▶ _Travail à faire_
- A) Dans le texte sur les génériques dans la Marne, combien d'officines le syndicat des pharmaciens du département compte-t-il ?
- B) Poursuivez le texte sur les génériques dans la Marne à partir de sa dernière phrase.

▶ _Texte source_
┌────────

Quatre millions d’euros d’économie sur une année. Voilà le résultat d’un partenariat exemplaire entre officinaux, prescripteurs et caisse primaire d’assurance maladie (CPAM) de la Marne en faveur des génériques. Mais ce qui a permis un véritable décollage, c’est sans aucun doute l’engagement des pharmaciens de ce département. Plusieurs pharmacies marnaises obtiennent des chiffres records en matière de délivrance de génériques. « Dès la mise en place du droit de substitution en juin 1999, nous avons vu décoller les génériques, se réjouit Dominique Tymczyck, chargé de la régulation des dépenses de santé pour la CPAM de la Marne. Nous approchons le taux de 50 % de génériques à l’intérieur du Répertoire. Certaines pharmacies ont même un taux de 80 %, la majorité tourne autour de 60 %.»

Union des officinaux pour les génériques.

La Marne est un département où les pharmaciens sont particulièrement unis. « L’union syndicale a permis d’insuffler un véritable dynamisme pour promouvoir les génériques dans le département », explique Patrick Fortier, pharmacien à Saint-Martin-d’Ablois et président du syndicat des pharmaciens de la Marne. Le syndicat compte en effet 140 officines sur 190, soit 70 % des pharmacies du département. « Nous avons choisi une attitude préventive, c’est-à-dire promouvoir les génériques afin que l’État ne nous baisse pas nos marges », souligne Patrick Fortier. En effet, selon le protocole d’accord signé en septembre 1999, l’Assurance maladie a accordé une marge équivalente sur le médicament générique ainsi qu’une remise en échange de quoi la profession s’engageait à réaliser un objectif de substitution à hauteur de 35 %. Ainsi, en vendant un médicament générique – par principe moins cher que le princeps –, le pharmacien ne perdra pas d’argent. La marge reste la même. Autrement dit, sur un princeps de 10 euros, le pharmacien touchera par exemple 2 euros de marge. Sur le générique correspondant de 7 euros, il touchera la même marge soit 2 euros. « Financièrement, cela reste cependant une opération blanche, compte tenu du temps que nous passons à convaincre nos clients. Le surplus de marge est largement utilisé en dialogue, en information des patients », continue Patrick Fortier. Le pharmacien bénéficie d’une remise de 10,74 % sur l’achat des génériques s’il les achète directement aux laboratoires (ce qui n’est pas toujours le cas avec les grossistes-répartiteurs). Là aussi cela demande un engagement de la part du pharmacien qui doit donc prévoir une livraison particulière. « Les transports routiers sont de qualité déplorable en France. Nous recevons souvent des cartons éventrés, détériorés, et il faut vérifier systématiquement les livraisons », déplore le président du syndicat. Qui plus est, les officinaux doivent aussi mettre au point de nouvelles stratégies de rangement pour que la substitution soit facilitée et devienne un acte naturel pour l’ensemble de l’équipe officinale : génériques à côté des princeps, fiches de stocks, tiroirs communs… Et Patrick Fortier de préciser : « C’est un véritable déménagement pour la pharmacie. »

└────────

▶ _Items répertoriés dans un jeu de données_
┌────────

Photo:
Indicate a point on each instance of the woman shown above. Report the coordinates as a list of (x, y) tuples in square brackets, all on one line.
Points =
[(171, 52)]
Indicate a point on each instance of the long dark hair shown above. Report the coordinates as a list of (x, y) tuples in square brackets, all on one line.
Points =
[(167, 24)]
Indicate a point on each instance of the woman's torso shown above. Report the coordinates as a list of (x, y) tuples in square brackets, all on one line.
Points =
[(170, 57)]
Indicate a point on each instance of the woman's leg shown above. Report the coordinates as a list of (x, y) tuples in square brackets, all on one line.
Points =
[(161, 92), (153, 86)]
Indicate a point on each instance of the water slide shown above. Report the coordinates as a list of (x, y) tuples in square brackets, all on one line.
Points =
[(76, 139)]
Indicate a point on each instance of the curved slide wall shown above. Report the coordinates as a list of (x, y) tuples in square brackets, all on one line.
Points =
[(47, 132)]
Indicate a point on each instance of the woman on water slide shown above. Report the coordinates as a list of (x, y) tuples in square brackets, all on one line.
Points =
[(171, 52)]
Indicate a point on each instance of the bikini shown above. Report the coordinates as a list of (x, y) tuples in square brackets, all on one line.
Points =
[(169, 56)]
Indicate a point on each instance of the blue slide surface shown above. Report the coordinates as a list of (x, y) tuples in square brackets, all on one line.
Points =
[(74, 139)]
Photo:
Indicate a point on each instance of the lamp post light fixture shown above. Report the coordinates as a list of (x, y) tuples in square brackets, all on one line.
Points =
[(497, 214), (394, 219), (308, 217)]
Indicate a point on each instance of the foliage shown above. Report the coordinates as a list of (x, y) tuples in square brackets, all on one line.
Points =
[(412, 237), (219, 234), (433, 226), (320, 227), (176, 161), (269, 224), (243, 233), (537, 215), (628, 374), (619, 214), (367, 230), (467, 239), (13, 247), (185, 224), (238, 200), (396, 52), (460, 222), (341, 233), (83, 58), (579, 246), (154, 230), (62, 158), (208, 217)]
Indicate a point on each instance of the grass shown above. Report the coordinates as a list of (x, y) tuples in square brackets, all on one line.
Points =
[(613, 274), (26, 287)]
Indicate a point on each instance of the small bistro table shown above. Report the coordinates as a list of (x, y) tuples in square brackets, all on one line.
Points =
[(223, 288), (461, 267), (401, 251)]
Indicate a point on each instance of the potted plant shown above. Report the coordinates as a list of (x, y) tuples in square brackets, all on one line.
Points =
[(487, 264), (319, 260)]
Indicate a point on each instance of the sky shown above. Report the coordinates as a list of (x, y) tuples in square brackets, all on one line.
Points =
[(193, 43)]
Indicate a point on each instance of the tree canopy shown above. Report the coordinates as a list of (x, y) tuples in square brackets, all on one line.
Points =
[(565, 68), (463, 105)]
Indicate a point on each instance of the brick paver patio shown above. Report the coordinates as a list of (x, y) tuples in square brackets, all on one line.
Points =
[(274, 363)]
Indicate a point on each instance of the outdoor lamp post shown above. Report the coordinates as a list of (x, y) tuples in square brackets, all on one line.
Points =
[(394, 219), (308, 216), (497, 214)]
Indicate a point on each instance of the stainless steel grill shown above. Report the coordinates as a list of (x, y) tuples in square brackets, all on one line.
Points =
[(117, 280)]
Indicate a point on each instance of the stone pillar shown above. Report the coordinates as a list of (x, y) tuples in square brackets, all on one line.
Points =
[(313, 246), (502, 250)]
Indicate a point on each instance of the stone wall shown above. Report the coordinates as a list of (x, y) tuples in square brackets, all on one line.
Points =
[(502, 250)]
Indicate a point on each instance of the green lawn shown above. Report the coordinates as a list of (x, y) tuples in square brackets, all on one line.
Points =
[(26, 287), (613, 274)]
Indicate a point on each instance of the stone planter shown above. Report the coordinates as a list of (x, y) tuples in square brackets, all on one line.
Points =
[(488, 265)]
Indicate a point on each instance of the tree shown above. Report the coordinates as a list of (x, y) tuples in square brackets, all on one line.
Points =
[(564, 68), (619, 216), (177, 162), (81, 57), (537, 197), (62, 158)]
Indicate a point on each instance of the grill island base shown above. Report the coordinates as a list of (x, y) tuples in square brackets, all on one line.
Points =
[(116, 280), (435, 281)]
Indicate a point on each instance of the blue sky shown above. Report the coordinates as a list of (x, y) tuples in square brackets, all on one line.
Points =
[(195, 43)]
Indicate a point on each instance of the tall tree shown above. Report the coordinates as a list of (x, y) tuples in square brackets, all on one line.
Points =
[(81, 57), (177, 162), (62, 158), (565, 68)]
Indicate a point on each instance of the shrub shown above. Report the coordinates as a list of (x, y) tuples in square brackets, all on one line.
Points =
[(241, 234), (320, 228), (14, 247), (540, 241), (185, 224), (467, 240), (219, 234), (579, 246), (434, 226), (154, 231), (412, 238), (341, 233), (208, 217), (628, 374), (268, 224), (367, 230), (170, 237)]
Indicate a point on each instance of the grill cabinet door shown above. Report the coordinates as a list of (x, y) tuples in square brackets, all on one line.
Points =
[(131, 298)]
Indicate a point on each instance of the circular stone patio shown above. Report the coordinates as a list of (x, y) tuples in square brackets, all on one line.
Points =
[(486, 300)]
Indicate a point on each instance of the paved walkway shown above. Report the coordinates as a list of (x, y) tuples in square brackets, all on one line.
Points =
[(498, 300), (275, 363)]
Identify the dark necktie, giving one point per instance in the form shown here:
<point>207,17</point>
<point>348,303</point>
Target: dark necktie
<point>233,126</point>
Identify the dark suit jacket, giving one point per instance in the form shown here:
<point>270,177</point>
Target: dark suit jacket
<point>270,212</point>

└────────

▶ _Réponses ci-dessous_
- A) Il compte 140 officines sur 190, soit 70 % des pharmacies du département.

- B)
Le dynamisme des préparateurs.

Les titulaires ne sont pas seuls dans leurs officines. Et la réussite de la Marne est aussi due à l’implication des préparateurs. « Nous sommes tous très motivés pour délivrer des génériques. C’est nous qui choisissons le médicament, cela revalorise notre rôle en tant qu’acteurs de santé. L’acte pharmaceutique reprend ainsi toute sa dimension », souligne Delphine Martin-Corrales, préparatrice à la pharmacie Froment de Mourmelon-le-Grand. Comme pour la délivrance des médicaments, les préparateurs ont également le droit de substituer, sous le contrôle du pharmacien. Au comptoir, ce sont de fait des interlocuteurs privilégiés des patients pour expliquer l’intérêt des médicaments génériques. « Je rappelle souvent que l’argent économisé avec les génériques permet d’investir et d’améliorer notre système de santé », poursuit Delphine. Car le dialogue avec les assurés sociaux reste le seul moyen pour faire accepter les génériques. Pharmaciens et collaborateurs de l’officine assurent passer beaucoup de temps à convaincre les patients. Ceci représente certes un travail supplémentaire, mais cette nouvelle responsabilité est autrement plus valorisante que la simple délivrance de médicaments. « Je vais souvent chercher les deux boîtes de médicaments, le princeps et le générique. Je montre aux patients qu’il s’agit du même principe actif, du même dosage. Puis je retourne la boîte en insistant sur la différence de prix, et j’explique l’intérêt pour l’assurance maladie », explique Péguy Krauffel, préparatrice à la pharmacie Germain de Reims. Mais il arrive que les clients ne soient pas du tout convaincus. « Certains patients pensent que les génériques sont des médicaments au rabais. Il faut sans cesse expliquer », assure Péguy Krauffel. Et d’autres associent confusément les génériques à des produits dangereux. « Une patiente m’a dit encore récemment qu’elle ne voulait pas de produits génériquement modifiés », déplore Alain Froment, titulaire à Mourmelon-le-Grand.

Part des génériques ; [Unité de génériques rapportés aux unités du répertoire]

Encore des résistances.

Sans compter les résistances liées à la représentation et à la signification du médicament. « Les patients nous font de plus en plus confiance. Mais pour certains produits comme le Lexomil ou le Prozac, il est très difficile de substituer », précise Dominique Germain, titulaire à Reims. Pour les psychotropes, la couleur même de la boîte, des comprimés, est importante pour les patients. Enfin, il est évident qu’un traitement de longue durée sera plus difficilement substituable qu’un traitement de courte durée. Le dialogue est parfois difficile pour arriver à convaincre les assurés sociaux, et ce d’autant plus si leurs médecins restent hostiles à la substitution. Cette hostilité entretient les résistances des patients. Et pourtant les médecins marnais sont plus sensibilisés qu’ailleurs. Car, dès 1998, avant tout le monde, la Marne a autorisé ses médecins à prescrire en dénomination commune (DC). En d’autres termes, elle autorise le remboursement des ordonnances sur lesquelles seul le nom du principe actif est inscrit.

Département pilote pour la prescription en DC.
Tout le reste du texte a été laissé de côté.